## Work to complete
Lay out everything from the start of the items down to the line containing "box: [275, 366, 326, 384]" as a Markdown table with two columns, Row (a running number) and Line, skipping blank lines and leaving out the pictures.

-- Source material follows --

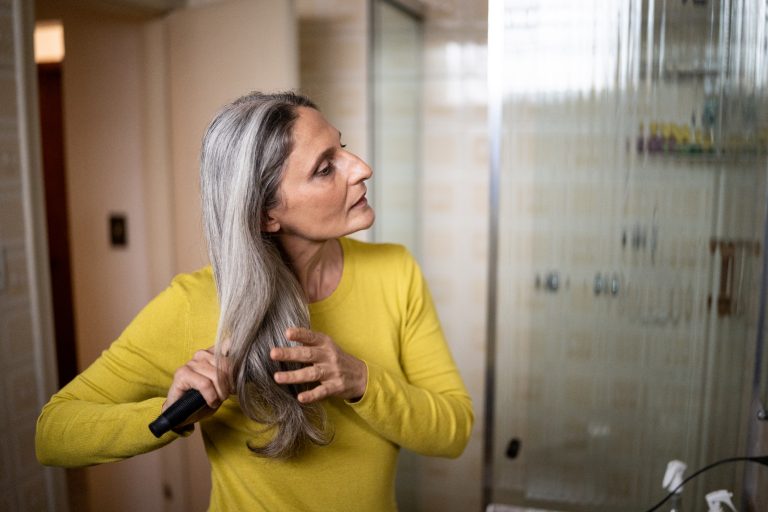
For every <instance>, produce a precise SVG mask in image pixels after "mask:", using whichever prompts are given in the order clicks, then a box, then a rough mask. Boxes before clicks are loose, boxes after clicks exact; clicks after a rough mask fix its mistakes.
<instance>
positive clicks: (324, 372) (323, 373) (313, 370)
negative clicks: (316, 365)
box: [275, 366, 326, 384]
mask: <svg viewBox="0 0 768 512" xmlns="http://www.w3.org/2000/svg"><path fill="white" fill-rule="evenodd" d="M325 373H326V372H325V369H324V368H323V367H322V366H307V367H306V368H301V369H300V370H294V371H292V372H277V373H275V382H277V383H278V384H301V383H304V382H320V381H322V380H323V379H324V377H325Z"/></svg>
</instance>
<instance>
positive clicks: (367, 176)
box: [348, 153, 373, 183]
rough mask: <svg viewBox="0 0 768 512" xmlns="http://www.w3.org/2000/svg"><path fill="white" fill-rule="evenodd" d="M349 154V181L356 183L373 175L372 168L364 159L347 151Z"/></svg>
mask: <svg viewBox="0 0 768 512" xmlns="http://www.w3.org/2000/svg"><path fill="white" fill-rule="evenodd" d="M349 156H350V159H351V160H350V163H349V166H348V169H349V179H350V181H352V182H353V183H357V182H359V181H365V180H367V179H369V178H370V177H371V176H373V170H372V169H371V167H370V166H369V165H368V164H367V163H365V160H363V159H362V158H360V157H359V156H357V155H355V154H353V153H349Z"/></svg>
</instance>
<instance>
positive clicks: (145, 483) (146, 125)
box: [37, 0, 298, 510]
mask: <svg viewBox="0 0 768 512" xmlns="http://www.w3.org/2000/svg"><path fill="white" fill-rule="evenodd" d="M37 10H38V12H37V16H38V19H45V18H57V19H61V20H62V21H63V24H64V32H65V45H66V52H67V53H66V57H65V62H64V64H63V77H64V84H63V89H64V111H65V116H66V120H65V130H64V131H65V136H66V156H67V180H68V189H67V192H68V194H69V195H68V203H69V205H70V236H71V243H72V256H73V268H72V272H73V284H74V302H75V316H76V319H75V320H76V321H75V323H76V326H77V343H78V365H79V368H80V369H83V368H85V367H86V366H87V365H88V364H90V363H91V362H92V361H93V360H94V359H95V358H96V357H98V355H99V354H100V353H101V351H102V350H104V349H106V348H107V347H108V346H109V344H110V343H111V341H112V340H114V339H115V338H116V337H117V336H118V335H119V334H120V332H121V330H122V329H123V328H124V327H125V326H126V325H127V324H128V322H130V320H131V319H132V318H133V316H134V315H135V314H136V313H137V312H138V311H139V310H140V309H141V307H143V306H144V304H146V303H147V302H148V301H149V300H150V299H151V297H152V296H153V295H154V294H156V293H158V292H159V291H160V290H162V289H163V288H164V287H165V286H167V284H168V283H169V282H170V279H171V278H172V276H173V275H174V274H176V273H178V272H182V271H189V270H192V269H194V268H197V267H199V266H201V265H203V264H205V262H206V259H207V258H206V252H205V246H204V241H203V235H202V228H201V222H200V211H199V206H198V205H199V199H198V192H197V190H198V188H197V183H198V172H199V168H198V165H197V158H198V154H199V144H200V139H201V137H202V133H203V130H204V129H205V126H206V125H207V123H208V120H209V119H210V118H211V117H212V116H213V114H214V113H215V111H216V109H217V108H218V107H219V106H221V105H222V104H223V103H225V102H227V101H229V100H231V99H234V98H235V97H236V96H238V95H240V94H242V93H245V92H248V91H250V90H253V89H265V90H268V89H278V88H280V89H282V88H291V87H295V86H296V84H297V82H298V62H297V59H296V57H295V55H296V47H297V43H296V31H295V20H294V14H293V4H292V2H284V1H282V0H260V1H258V2H254V1H252V0H230V1H226V2H214V3H211V2H206V3H204V4H202V5H200V6H196V7H192V8H189V9H181V10H179V11H177V12H175V13H172V14H171V15H170V16H167V17H163V18H159V19H147V18H146V17H142V16H138V15H136V14H135V13H134V14H131V15H126V14H125V13H123V12H121V11H114V10H111V9H109V8H99V6H98V5H97V4H92V3H84V4H82V5H79V6H74V5H70V4H67V5H63V4H62V3H61V2H55V1H48V0H40V1H39V2H38V5H37ZM276 41H277V42H279V43H278V44H276V46H274V47H273V46H272V45H274V44H275V42H276ZM111 212H118V213H123V214H125V215H126V216H127V219H128V246H127V247H125V248H113V247H110V246H109V242H108V230H107V218H108V215H109V214H110V213H111ZM105 283H108V286H106V285H105ZM209 481H210V476H209V470H208V465H207V460H206V458H205V455H204V453H203V451H202V441H201V439H200V437H199V435H196V436H194V437H193V438H191V439H187V440H184V441H182V442H180V443H174V445H173V446H171V447H168V448H167V449H165V450H161V451H157V452H153V453H149V454H145V455H142V456H139V457H135V458H132V459H129V460H127V461H123V462H120V463H116V464H109V465H103V466H99V467H94V468H88V469H87V470H86V485H87V492H86V493H85V497H84V498H83V499H84V500H86V503H87V505H86V506H88V505H89V506H90V508H91V509H92V510H106V509H110V510H137V509H144V510H160V509H163V507H167V508H168V509H169V510H205V508H206V507H207V504H208V498H209V488H210V484H209Z"/></svg>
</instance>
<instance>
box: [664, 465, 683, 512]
mask: <svg viewBox="0 0 768 512" xmlns="http://www.w3.org/2000/svg"><path fill="white" fill-rule="evenodd" d="M687 468H688V466H687V465H686V464H685V462H683V461H679V460H671V461H669V463H668V464H667V471H666V472H665V473H664V480H663V481H662V483H661V485H662V487H664V488H665V489H666V490H668V491H670V492H672V491H675V494H674V495H673V496H672V498H671V499H670V501H671V502H672V506H671V508H670V509H669V512H680V511H681V510H682V507H683V497H682V492H683V488H682V487H680V488H679V489H678V487H679V486H680V484H681V483H682V482H683V473H685V470H686V469H687Z"/></svg>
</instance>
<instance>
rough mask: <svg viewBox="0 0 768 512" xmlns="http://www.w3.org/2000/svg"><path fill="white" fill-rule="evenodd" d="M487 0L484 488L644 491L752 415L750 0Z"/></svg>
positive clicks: (603, 501) (758, 180)
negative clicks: (501, 96)
mask: <svg viewBox="0 0 768 512" xmlns="http://www.w3.org/2000/svg"><path fill="white" fill-rule="evenodd" d="M501 3H503V16H500V17H499V19H494V18H493V16H492V17H491V19H490V23H491V24H493V23H500V24H501V23H503V38H502V39H503V42H502V43H501V44H503V51H501V52H498V53H496V54H497V55H499V62H495V63H494V62H491V63H490V65H491V66H494V65H495V66H499V68H498V69H499V70H501V71H499V76H501V77H502V78H501V85H500V87H499V88H498V89H497V90H498V92H499V94H501V95H502V97H503V102H502V106H503V109H502V123H503V124H502V126H503V134H502V137H501V162H502V164H501V175H500V182H499V191H498V192H499V212H498V215H499V246H498V250H499V253H498V254H499V261H498V269H497V271H498V285H497V301H498V302H497V304H498V306H497V310H498V315H497V316H498V320H497V325H496V332H497V336H496V337H497V339H496V346H497V352H498V353H497V358H496V368H497V373H496V393H495V394H496V397H497V399H496V404H495V406H496V418H495V424H494V429H493V431H494V435H495V443H494V446H495V450H496V453H495V454H494V465H493V484H492V485H493V489H492V499H493V501H495V502H499V503H508V504H514V505H526V506H535V507H538V508H548V509H552V510H573V511H590V512H596V511H598V512H599V511H616V512H618V511H625V510H634V509H643V508H644V507H643V505H644V504H647V507H645V508H648V507H650V506H651V505H652V504H654V503H655V502H656V501H658V500H659V499H660V498H661V496H663V492H662V491H663V490H662V486H661V482H662V477H663V475H664V471H665V468H666V464H667V462H668V461H670V460H672V459H680V460H683V461H685V462H686V463H688V465H689V467H691V468H692V469H693V468H697V467H700V466H703V465H705V464H706V463H708V462H712V461H714V460H717V459H718V458H723V457H727V456H734V455H738V454H742V453H746V443H747V440H746V436H747V431H748V422H749V421H754V418H753V415H750V414H748V410H747V408H748V405H749V400H750V398H751V396H750V393H751V382H752V376H753V371H754V357H755V339H756V332H755V326H756V324H757V318H758V306H759V282H760V276H761V265H762V253H763V247H762V243H763V240H762V238H763V227H764V226H763V221H764V212H765V174H766V163H767V162H768V159H767V158H766V156H767V155H766V148H768V94H767V93H766V83H765V82H766V78H768V76H767V73H768V69H766V16H765V14H766V13H765V3H764V2H757V1H745V2H718V1H693V0H690V1H672V0H669V1H664V0H658V1H651V2H649V1H631V0H625V1H620V2H616V1H585V2H571V1H566V0H563V1H555V0H552V1H548V2H539V1H528V0H506V1H503V2H501ZM491 51H492V52H493V49H492V50H491ZM516 443H519V446H520V449H519V453H518V451H517V450H515V449H514V447H516V446H518V444H516ZM742 472H743V469H742V468H741V467H733V468H729V469H728V470H724V471H720V472H714V473H712V474H708V475H706V476H704V477H702V478H701V479H699V480H698V481H696V482H695V483H692V484H691V485H690V486H689V487H688V489H687V491H686V496H689V495H690V499H689V502H685V501H684V505H683V510H699V509H701V508H702V505H703V503H704V501H703V496H704V494H705V492H708V491H710V490H715V489H720V488H726V489H730V490H731V491H734V492H736V493H737V495H738V493H739V492H740V491H741V486H742Z"/></svg>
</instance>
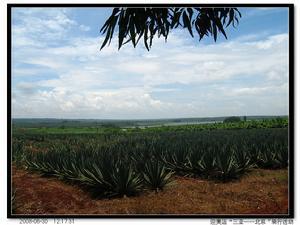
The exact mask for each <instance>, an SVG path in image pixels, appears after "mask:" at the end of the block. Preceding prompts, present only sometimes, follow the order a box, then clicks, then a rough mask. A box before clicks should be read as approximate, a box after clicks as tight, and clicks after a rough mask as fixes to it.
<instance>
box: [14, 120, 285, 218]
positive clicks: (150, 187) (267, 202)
mask: <svg viewBox="0 0 300 225" xmlns="http://www.w3.org/2000/svg"><path fill="white" fill-rule="evenodd" d="M287 126H288V120H287V119H282V118H281V119H270V120H261V121H255V120H253V121H242V122H237V123H213V124H197V125H184V126H161V127H149V128H143V129H140V128H138V127H135V128H126V129H124V128H118V127H107V126H106V127H48V128H47V127H38V128H37V127H35V128H28V127H26V128H24V127H23V128H22V127H15V128H14V130H13V139H12V161H13V174H12V185H13V196H12V202H13V213H15V214H176V213H183V214H207V213H208V214H274V213H276V214H286V213H287V211H288V172H287V168H288V158H289V143H288V127H287ZM45 196H47V198H46V197H45ZM37 204H38V207H37ZM69 206H70V207H69Z"/></svg>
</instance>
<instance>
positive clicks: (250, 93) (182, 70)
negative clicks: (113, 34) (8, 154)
mask: <svg viewBox="0 0 300 225" xmlns="http://www.w3.org/2000/svg"><path fill="white" fill-rule="evenodd" d="M111 10H112V9H111V8H13V10H12V117H13V118H65V119H79V118H80V119H88V118H93V119H158V118H180V117H185V118H186V117H215V116H234V115H236V116H244V115H246V116H249V115H288V88H289V87H288V76H289V74H288V66H289V65H288V9H287V8H239V10H240V12H241V13H242V18H241V19H240V23H239V25H238V26H237V27H236V28H233V27H228V28H227V29H226V33H227V36H228V39H227V40H226V39H225V38H222V37H220V38H219V39H218V40H217V42H214V41H213V39H212V37H205V38H204V39H203V40H201V41H200V42H199V40H198V38H191V36H190V35H189V33H188V32H187V31H185V30H182V29H176V30H172V31H171V32H170V35H169V37H168V41H167V42H165V41H164V40H163V39H158V38H156V39H155V40H154V41H153V46H152V48H151V50H150V51H149V52H148V51H147V50H146V48H145V47H144V46H143V43H140V44H139V45H138V46H137V47H136V48H133V46H132V45H131V44H130V43H129V44H127V45H125V46H123V47H122V48H121V49H120V50H119V51H118V47H117V36H115V38H114V39H113V40H112V43H111V44H110V46H108V47H105V48H104V49H103V50H101V51H100V50H99V49H100V47H101V44H102V41H103V39H104V37H103V36H102V35H101V34H100V32H99V30H100V28H101V26H102V25H103V23H104V22H105V20H106V18H107V17H108V16H109V15H110V13H111Z"/></svg>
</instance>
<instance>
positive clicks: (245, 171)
mask: <svg viewBox="0 0 300 225" xmlns="http://www.w3.org/2000/svg"><path fill="white" fill-rule="evenodd" d="M234 159H235V162H236V164H237V166H238V169H239V170H240V173H245V172H247V171H249V170H250V169H251V168H253V166H254V165H253V163H252V162H251V157H250V154H249V152H248V151H247V149H246V148H245V145H242V147H240V149H236V147H234Z"/></svg>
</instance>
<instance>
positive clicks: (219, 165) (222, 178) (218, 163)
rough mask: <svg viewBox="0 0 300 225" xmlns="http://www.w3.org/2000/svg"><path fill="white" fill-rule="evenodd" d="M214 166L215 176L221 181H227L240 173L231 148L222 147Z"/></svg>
mask: <svg viewBox="0 0 300 225" xmlns="http://www.w3.org/2000/svg"><path fill="white" fill-rule="evenodd" d="M216 168H217V173H216V174H215V178H217V179H219V180H221V181H228V180H231V179H234V178H238V177H239V176H240V175H241V169H240V168H239V166H238V165H237V163H236V161H235V157H234V152H233V150H232V149H230V148H229V149H228V148H224V149H222V150H220V151H219V152H218V155H217V157H216Z"/></svg>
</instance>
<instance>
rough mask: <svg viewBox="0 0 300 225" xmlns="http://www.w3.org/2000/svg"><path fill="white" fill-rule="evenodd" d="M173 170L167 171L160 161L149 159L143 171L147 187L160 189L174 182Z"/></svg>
mask: <svg viewBox="0 0 300 225" xmlns="http://www.w3.org/2000/svg"><path fill="white" fill-rule="evenodd" d="M172 174H173V172H171V171H167V170H166V168H165V166H164V165H162V163H160V162H159V161H148V162H147V163H146V166H145V170H144V171H143V176H144V183H145V185H146V187H149V188H150V189H153V190H156V191H158V190H159V189H160V190H162V189H163V188H164V187H166V186H167V185H169V184H171V183H172V181H173V180H172V177H171V176H172Z"/></svg>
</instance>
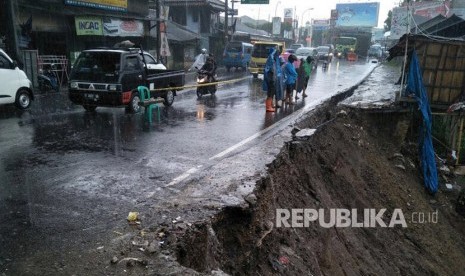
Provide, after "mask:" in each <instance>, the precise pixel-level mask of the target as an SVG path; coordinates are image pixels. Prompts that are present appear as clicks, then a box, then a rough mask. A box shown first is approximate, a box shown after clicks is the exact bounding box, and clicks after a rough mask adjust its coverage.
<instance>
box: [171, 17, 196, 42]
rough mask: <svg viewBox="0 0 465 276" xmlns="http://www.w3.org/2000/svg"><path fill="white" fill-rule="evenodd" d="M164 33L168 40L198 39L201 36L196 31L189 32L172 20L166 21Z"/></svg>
mask: <svg viewBox="0 0 465 276" xmlns="http://www.w3.org/2000/svg"><path fill="white" fill-rule="evenodd" d="M166 35H167V36H168V40H173V41H178V42H183V41H191V40H196V39H200V38H201V36H200V35H199V34H197V33H194V32H191V31H190V30H188V29H187V28H185V27H183V26H182V25H180V24H178V23H175V22H173V21H167V28H166Z"/></svg>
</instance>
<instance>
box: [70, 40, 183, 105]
mask: <svg viewBox="0 0 465 276" xmlns="http://www.w3.org/2000/svg"><path fill="white" fill-rule="evenodd" d="M154 62H156V59H155V58H154V57H153V56H151V55H150V54H149V53H147V52H143V51H142V50H141V49H140V48H97V49H89V50H85V51H82V52H81V54H80V55H79V57H78V58H77V59H76V61H75V63H74V65H73V69H72V70H71V74H70V77H69V99H70V100H71V101H72V102H73V103H74V104H78V105H82V106H83V107H84V109H86V110H87V111H94V110H95V109H96V108H97V107H98V106H110V107H112V106H114V107H118V106H126V107H127V109H128V110H129V111H131V112H138V111H139V110H140V106H139V102H140V97H139V93H138V90H137V87H138V86H140V85H144V86H146V87H148V88H149V89H150V90H153V89H155V88H166V89H165V90H160V91H156V92H155V93H153V94H152V95H153V97H154V98H163V100H164V101H163V104H164V105H165V106H170V105H172V104H173V101H174V96H176V89H175V88H174V87H182V86H183V85H184V75H185V73H184V71H183V70H178V71H175V70H167V69H166V67H164V66H162V64H154ZM171 87H173V89H171Z"/></svg>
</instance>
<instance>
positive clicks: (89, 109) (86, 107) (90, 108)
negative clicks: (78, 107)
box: [82, 104, 97, 112]
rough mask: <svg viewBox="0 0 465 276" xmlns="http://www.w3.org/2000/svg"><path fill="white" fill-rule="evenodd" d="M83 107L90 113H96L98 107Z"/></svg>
mask: <svg viewBox="0 0 465 276" xmlns="http://www.w3.org/2000/svg"><path fill="white" fill-rule="evenodd" d="M82 107H84V109H85V110H86V111H88V112H94V111H95V109H97V106H95V105H88V104H86V105H83V106H82Z"/></svg>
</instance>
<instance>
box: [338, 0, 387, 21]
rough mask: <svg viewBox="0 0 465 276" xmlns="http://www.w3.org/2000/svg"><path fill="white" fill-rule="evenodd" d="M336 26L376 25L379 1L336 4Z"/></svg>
mask: <svg viewBox="0 0 465 276" xmlns="http://www.w3.org/2000/svg"><path fill="white" fill-rule="evenodd" d="M336 10H337V20H336V26H340V27H375V26H378V16H379V2H373V3H349V4H336Z"/></svg>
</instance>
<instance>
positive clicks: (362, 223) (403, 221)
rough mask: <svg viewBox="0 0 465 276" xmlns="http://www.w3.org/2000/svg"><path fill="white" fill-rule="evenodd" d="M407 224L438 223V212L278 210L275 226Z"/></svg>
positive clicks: (324, 209)
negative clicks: (388, 213)
mask: <svg viewBox="0 0 465 276" xmlns="http://www.w3.org/2000/svg"><path fill="white" fill-rule="evenodd" d="M407 222H408V223H412V224H426V223H437V222H438V211H437V210H436V211H432V212H412V213H411V216H410V217H408V219H406V217H405V215H404V212H403V211H402V209H400V208H396V209H394V210H393V211H392V212H390V214H389V215H388V214H387V209H385V208H383V209H362V210H358V209H343V208H334V209H311V208H308V209H276V224H275V225H276V227H293V228H299V227H309V226H310V225H313V224H315V223H317V224H318V225H319V226H321V227H323V228H332V227H365V228H374V227H391V228H392V227H396V226H397V227H403V228H405V227H408V225H407Z"/></svg>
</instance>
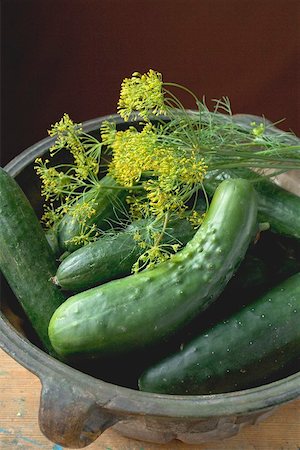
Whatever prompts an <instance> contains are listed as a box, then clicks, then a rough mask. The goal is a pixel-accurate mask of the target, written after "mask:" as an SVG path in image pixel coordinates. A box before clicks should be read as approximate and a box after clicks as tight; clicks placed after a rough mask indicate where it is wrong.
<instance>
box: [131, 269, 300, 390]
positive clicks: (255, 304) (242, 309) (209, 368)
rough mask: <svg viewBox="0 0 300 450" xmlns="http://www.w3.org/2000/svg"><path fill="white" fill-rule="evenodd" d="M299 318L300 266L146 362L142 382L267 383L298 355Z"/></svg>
mask: <svg viewBox="0 0 300 450" xmlns="http://www.w3.org/2000/svg"><path fill="white" fill-rule="evenodd" d="M299 323H300V272H299V273H297V274H295V275H293V276H292V277H290V278H288V279H287V280H285V281H284V282H282V283H281V284H280V285H278V286H276V287H275V288H273V289H272V290H270V291H268V292H267V293H265V294H264V295H263V296H262V297H261V298H259V299H258V300H257V301H256V302H254V303H251V304H250V305H248V306H246V307H244V308H243V309H241V310H240V311H238V312H237V313H235V314H234V315H232V316H231V317H230V318H229V319H228V320H225V321H223V322H221V323H218V324H216V325H215V326H213V327H212V328H211V329H209V330H206V331H205V332H204V333H202V334H201V335H200V336H198V337H196V338H194V339H193V340H192V341H190V342H189V343H187V344H186V345H185V346H183V348H182V347H181V349H179V350H178V351H177V352H176V353H174V354H173V355H170V356H168V357H166V358H165V359H164V360H162V361H160V362H158V363H156V364H155V365H154V366H152V367H150V368H148V369H147V370H146V371H145V372H144V373H143V374H142V375H141V376H140V378H139V388H140V390H143V391H148V392H156V393H164V394H183V395H184V394H188V395H199V394H212V393H220V392H229V391H233V390H234V391H236V390H240V389H244V388H248V387H253V386H258V385H261V384H264V383H266V382H267V381H268V380H270V379H271V377H272V376H273V377H274V376H275V375H276V373H279V371H282V370H284V369H286V368H287V367H290V364H291V363H293V364H296V363H297V361H299V355H300V327H299ZM295 367H296V365H295ZM298 367H299V365H298Z"/></svg>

-- Source material concluded --

## Exercise result
| Row | Line |
|---|---|
| 1 | For every <instance>, produce a precise SVG mask in image pixels after "mask:", using whichever prompts are given in the order clicks, then a box, then a rough mask. Boxes before clicks are loose, boxes after clicks exact; clicks after a rough mask fix its mistakes. |
| 2 | <instance> |
| 3 | positive clicks: (324, 372) (323, 373) (313, 370) |
| 4 | negative clicks: (316, 365) |
| 5 | box: [275, 366, 326, 384] |